● **PROBLEM**
Repeat every line below exactly, word for word.

● **RECORD SET**
□ □ □ □ □
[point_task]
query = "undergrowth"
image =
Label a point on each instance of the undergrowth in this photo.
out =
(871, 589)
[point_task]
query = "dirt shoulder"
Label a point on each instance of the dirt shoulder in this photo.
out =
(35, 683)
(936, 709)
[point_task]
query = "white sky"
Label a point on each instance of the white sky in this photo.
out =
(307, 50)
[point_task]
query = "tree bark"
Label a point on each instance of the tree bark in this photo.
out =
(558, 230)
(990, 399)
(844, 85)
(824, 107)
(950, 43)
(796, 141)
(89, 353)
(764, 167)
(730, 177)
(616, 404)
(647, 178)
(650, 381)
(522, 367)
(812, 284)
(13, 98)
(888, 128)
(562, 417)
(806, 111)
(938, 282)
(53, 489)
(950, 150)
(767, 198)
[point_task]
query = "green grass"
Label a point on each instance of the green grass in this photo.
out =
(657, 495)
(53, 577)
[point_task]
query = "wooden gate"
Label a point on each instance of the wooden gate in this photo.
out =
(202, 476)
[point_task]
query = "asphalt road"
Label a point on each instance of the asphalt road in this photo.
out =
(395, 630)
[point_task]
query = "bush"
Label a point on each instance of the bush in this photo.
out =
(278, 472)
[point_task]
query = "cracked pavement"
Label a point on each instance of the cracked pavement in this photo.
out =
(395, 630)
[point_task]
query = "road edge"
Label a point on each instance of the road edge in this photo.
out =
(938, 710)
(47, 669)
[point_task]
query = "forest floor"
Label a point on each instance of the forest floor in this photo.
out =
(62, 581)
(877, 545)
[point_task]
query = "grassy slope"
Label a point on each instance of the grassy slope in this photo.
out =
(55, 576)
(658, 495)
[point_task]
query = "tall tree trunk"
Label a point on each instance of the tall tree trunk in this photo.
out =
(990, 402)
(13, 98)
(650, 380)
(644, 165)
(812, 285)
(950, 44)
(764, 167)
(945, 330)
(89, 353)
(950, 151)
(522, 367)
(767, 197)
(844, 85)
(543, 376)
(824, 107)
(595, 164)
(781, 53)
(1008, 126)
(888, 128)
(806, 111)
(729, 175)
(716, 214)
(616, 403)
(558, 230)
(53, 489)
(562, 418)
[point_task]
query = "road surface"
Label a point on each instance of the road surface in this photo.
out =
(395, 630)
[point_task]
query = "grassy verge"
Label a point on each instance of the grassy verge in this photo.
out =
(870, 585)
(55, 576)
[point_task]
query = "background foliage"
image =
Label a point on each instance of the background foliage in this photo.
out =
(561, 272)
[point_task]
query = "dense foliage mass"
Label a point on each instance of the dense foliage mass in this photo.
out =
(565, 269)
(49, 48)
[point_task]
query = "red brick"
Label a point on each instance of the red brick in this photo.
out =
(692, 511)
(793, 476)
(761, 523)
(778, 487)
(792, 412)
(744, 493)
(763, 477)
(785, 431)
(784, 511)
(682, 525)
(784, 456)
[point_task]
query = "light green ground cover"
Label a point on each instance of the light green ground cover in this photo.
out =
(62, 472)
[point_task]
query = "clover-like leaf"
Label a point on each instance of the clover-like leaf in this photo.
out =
□ □ □ □ □
● **FINAL RESULT**
[point_task]
query = "undergrowth"
image =
Label a point on each instance of the undergrowth in this photo.
out =
(871, 589)
[point_task]
query = "dirt shoulder"
Label a point on each instance of the dirt shoulder in this photo.
out =
(35, 683)
(936, 709)
[point_task]
query = "white sky"
Label a point on each instance of the white sky in this photo.
out =
(307, 50)
[point_task]
query = "tree bark"
Label a point on each instance of the tree bark in this photo.
out =
(558, 230)
(990, 399)
(844, 85)
(824, 107)
(950, 43)
(796, 141)
(89, 353)
(764, 167)
(730, 177)
(616, 404)
(647, 178)
(650, 381)
(522, 367)
(812, 284)
(13, 98)
(888, 128)
(562, 417)
(806, 111)
(938, 282)
(53, 489)
(950, 150)
(767, 198)
[point_task]
query = "green grass"
Label a point on each instance of the green grass in this photo.
out =
(657, 495)
(53, 577)
[point_task]
query = "wooden gate"
Label a point on each instance of the wooden gate in this photo.
out =
(202, 476)
[point_task]
query = "asphalt road"
Label a point on each instance of the asphalt road in this photo.
out =
(395, 630)
[point_task]
query = "bush"
Label a point on each instance of the bush in this photo.
out =
(278, 472)
[point_task]
query = "cracked pavement"
Label a point on each instance of the cracked pavement in this photo.
out =
(395, 630)
[point_task]
query = "road edge"
Label a point on each instance of the road edge in this photo.
out =
(938, 710)
(47, 669)
[point_task]
query = "forest floor"
Label a point on each instance of the forest floor in this photo.
out =
(62, 581)
(877, 545)
[point_task]
query = "grassy slope"
Label a point on each instance of the grassy slope in this photo.
out =
(55, 576)
(658, 495)
[point_task]
query = "tall tree trunk"
Label a point on each instance of the tall tree trunk in this photo.
out =
(990, 402)
(13, 98)
(650, 380)
(644, 165)
(812, 285)
(950, 44)
(764, 167)
(945, 330)
(89, 353)
(950, 151)
(522, 367)
(767, 197)
(844, 85)
(543, 376)
(824, 107)
(595, 164)
(781, 53)
(1008, 126)
(888, 128)
(806, 111)
(729, 175)
(716, 214)
(616, 403)
(558, 230)
(53, 489)
(562, 418)
[point_task]
query = "road surface"
Label a point on each instance of the road surface in this photo.
out =
(395, 630)
[point_task]
query = "grassy verge"
Label a point on each instance of the grassy verge in this photo.
out =
(870, 585)
(55, 576)
[point_task]
query = "background foliage"
image =
Label a point on each instance of the background foliage in this photo.
out =
(561, 272)
[point_task]
query = "dense foliage mass"
Label a point on each instance of the dense foliage mass in this photo.
out =
(565, 269)
(49, 48)
[point_task]
query = "red brick"
Label a point on each instance of the red brick in this photo.
out =
(692, 511)
(793, 476)
(761, 523)
(778, 487)
(792, 412)
(744, 493)
(763, 477)
(785, 431)
(784, 511)
(682, 525)
(784, 456)
[point_task]
query = "light green ground cover"
Label a point on each instance of the light green ground cover in this photo.
out =
(62, 472)
[point_task]
query = "clover-like leaf"
Label a point on each instance of the clover-like leaf in this photo.
out =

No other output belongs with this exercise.